──────── RECORDS FOR THE TASK
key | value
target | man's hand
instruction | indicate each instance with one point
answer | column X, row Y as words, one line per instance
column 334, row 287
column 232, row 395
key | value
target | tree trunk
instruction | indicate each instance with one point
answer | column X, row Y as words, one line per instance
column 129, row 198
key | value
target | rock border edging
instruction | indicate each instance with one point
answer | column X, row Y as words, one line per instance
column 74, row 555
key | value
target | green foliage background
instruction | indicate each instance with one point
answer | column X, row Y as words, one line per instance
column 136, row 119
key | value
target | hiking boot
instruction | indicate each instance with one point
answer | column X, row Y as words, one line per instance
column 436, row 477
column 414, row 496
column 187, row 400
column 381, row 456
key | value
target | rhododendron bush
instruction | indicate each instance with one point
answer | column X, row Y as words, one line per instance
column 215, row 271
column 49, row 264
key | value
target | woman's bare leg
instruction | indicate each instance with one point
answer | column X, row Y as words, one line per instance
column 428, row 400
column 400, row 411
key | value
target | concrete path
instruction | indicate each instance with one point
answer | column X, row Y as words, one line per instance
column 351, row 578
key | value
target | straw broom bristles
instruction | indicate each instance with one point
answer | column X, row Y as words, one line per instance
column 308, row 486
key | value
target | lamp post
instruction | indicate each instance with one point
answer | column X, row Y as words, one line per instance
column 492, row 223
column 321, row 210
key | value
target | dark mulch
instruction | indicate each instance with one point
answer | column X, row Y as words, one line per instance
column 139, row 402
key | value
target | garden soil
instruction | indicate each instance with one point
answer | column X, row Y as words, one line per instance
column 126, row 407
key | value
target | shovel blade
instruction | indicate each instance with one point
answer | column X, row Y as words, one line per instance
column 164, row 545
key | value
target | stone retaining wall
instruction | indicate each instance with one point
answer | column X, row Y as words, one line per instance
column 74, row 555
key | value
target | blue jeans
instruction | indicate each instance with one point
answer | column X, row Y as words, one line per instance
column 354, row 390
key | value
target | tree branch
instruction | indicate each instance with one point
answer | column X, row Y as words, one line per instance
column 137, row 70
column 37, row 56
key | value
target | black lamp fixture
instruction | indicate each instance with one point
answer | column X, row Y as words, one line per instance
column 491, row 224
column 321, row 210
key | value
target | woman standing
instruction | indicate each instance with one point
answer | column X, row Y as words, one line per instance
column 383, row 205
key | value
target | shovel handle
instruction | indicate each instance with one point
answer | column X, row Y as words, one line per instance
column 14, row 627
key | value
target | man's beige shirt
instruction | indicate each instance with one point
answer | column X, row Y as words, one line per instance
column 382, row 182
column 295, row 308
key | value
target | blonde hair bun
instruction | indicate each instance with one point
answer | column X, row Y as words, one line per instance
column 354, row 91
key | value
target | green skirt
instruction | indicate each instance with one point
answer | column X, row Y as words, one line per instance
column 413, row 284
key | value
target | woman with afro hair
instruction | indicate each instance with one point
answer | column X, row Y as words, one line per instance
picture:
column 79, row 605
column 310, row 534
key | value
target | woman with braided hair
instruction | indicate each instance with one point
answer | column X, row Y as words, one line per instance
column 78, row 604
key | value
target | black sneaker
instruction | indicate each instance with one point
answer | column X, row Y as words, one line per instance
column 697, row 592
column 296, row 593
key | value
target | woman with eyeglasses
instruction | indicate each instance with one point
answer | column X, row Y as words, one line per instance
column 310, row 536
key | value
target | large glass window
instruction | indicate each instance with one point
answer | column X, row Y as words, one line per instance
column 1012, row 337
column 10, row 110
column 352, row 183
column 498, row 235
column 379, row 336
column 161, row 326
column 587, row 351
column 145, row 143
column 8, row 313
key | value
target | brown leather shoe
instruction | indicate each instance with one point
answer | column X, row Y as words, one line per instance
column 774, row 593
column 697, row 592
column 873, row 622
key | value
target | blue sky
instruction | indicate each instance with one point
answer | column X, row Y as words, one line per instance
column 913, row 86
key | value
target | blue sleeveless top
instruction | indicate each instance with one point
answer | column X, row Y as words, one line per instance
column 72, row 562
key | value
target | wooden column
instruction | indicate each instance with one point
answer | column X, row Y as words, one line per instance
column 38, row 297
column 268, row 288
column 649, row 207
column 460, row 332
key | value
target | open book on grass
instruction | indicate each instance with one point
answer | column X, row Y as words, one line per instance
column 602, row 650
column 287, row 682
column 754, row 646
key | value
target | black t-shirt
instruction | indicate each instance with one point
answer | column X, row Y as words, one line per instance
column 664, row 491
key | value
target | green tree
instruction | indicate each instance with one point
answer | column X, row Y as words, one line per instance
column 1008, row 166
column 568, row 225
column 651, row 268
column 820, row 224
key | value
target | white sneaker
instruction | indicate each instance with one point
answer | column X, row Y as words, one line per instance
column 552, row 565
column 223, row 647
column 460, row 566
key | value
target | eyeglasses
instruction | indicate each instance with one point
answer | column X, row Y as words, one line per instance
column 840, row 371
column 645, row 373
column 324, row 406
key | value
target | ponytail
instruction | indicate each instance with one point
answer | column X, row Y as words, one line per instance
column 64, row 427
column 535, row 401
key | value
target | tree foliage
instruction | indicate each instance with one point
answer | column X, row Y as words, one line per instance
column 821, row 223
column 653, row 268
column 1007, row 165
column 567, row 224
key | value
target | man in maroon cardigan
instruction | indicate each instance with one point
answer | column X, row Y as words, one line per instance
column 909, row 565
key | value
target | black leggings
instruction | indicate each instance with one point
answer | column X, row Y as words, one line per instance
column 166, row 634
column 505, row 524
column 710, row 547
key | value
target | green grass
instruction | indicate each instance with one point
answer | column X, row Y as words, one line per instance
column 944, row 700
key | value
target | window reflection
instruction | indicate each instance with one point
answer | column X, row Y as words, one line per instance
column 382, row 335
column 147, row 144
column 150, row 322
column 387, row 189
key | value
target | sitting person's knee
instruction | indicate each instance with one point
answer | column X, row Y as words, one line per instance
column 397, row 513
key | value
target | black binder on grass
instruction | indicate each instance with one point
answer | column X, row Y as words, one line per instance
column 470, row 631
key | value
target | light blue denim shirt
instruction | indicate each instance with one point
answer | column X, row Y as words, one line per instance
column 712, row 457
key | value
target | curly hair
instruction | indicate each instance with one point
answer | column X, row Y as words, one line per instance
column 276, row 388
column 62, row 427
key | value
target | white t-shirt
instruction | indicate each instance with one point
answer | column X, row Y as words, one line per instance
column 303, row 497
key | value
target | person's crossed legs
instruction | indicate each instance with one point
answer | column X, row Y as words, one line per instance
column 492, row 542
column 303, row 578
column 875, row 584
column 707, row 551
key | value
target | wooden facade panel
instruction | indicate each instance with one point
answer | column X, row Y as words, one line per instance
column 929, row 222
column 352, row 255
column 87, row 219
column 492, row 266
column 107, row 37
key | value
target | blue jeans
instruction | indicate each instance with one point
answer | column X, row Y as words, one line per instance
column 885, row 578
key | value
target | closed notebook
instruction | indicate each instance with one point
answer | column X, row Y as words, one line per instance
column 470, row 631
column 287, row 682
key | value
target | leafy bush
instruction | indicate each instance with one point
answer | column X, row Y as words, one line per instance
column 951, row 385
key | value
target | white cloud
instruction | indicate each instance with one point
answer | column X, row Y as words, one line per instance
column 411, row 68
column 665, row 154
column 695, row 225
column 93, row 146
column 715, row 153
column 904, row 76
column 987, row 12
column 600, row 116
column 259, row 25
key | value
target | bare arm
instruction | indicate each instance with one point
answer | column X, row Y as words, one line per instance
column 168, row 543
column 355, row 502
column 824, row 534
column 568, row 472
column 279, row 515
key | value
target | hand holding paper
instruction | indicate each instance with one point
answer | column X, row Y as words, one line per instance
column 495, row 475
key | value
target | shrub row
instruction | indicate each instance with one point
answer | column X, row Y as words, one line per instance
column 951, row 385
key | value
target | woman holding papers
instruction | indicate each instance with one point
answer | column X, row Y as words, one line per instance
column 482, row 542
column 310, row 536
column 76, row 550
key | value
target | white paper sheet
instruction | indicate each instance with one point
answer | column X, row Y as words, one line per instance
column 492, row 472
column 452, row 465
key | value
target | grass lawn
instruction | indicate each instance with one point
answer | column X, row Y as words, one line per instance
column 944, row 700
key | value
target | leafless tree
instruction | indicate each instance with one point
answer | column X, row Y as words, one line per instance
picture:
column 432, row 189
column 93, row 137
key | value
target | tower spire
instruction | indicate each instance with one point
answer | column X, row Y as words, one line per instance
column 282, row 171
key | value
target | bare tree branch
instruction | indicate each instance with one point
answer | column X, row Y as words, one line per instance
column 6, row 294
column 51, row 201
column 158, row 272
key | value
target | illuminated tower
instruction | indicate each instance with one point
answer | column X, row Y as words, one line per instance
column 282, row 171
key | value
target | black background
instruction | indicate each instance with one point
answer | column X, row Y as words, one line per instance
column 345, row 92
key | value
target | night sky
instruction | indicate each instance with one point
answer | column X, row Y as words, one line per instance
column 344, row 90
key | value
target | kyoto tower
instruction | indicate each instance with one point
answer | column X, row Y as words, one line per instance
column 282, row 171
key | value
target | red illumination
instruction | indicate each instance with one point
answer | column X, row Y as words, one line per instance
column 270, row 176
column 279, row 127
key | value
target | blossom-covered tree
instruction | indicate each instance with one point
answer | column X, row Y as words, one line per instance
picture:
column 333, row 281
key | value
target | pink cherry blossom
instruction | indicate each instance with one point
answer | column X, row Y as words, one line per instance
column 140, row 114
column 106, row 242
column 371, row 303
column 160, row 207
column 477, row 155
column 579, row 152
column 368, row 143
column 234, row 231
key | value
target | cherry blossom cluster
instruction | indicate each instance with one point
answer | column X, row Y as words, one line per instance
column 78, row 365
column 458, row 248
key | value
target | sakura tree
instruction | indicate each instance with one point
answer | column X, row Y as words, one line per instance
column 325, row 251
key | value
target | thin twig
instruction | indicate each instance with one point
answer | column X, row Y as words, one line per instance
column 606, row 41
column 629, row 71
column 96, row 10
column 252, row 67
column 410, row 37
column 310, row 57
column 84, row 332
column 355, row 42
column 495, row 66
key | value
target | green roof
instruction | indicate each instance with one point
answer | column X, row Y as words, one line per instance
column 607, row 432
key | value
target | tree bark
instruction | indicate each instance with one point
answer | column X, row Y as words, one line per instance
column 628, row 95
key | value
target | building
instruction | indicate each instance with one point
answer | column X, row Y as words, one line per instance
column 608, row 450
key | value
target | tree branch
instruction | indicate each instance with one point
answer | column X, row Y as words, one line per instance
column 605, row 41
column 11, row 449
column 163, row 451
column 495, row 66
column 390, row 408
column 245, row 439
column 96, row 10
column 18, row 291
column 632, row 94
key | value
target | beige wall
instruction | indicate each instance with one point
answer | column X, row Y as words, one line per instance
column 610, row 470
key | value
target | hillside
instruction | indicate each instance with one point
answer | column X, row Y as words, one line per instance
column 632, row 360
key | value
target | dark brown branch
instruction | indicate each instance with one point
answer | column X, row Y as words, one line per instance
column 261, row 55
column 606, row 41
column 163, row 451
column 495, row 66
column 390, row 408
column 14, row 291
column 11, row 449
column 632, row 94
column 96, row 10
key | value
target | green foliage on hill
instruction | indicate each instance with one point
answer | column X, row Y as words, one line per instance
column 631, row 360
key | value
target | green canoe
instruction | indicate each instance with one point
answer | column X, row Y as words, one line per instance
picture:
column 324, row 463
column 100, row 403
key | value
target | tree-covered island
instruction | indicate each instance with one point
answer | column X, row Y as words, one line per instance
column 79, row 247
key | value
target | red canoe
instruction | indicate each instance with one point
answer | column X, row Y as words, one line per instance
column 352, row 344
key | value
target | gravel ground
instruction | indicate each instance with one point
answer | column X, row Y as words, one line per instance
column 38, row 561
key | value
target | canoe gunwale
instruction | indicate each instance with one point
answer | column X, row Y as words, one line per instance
────────────────
WRITTEN REQUEST: Can you copy out word for word the lines above, starting with the very first one and ending after the line that contains "column 400, row 411"?

SOLUTION:
key | value
target | man's hand
instruction | indicate each instance with one point
answer | column X, row Y as words, one line per instance
column 334, row 287
column 232, row 395
key | value
target | tree trunk
instruction | indicate each instance with one point
answer | column X, row Y as words, one line per instance
column 129, row 198
key | value
target | rock border edging
instruction | indicate each instance with one point
answer | column X, row Y as words, one line per instance
column 74, row 555
key | value
target | green foliage background
instruction | indicate each instance with one point
answer | column X, row Y as words, one line per instance
column 136, row 119
key | value
target | hiking boot
instruction | indicate each instance with one point
answer | column X, row Y as words, one line per instance
column 436, row 477
column 414, row 496
column 187, row 400
column 381, row 456
key | value
target | rhododendron bush
instruction | indicate each instance with one point
answer | column X, row Y as words, one line per instance
column 215, row 271
column 49, row 264
key | value
target | woman's bare leg
instruction | indicate each instance with one point
answer | column X, row Y as words, one line per instance
column 428, row 400
column 400, row 411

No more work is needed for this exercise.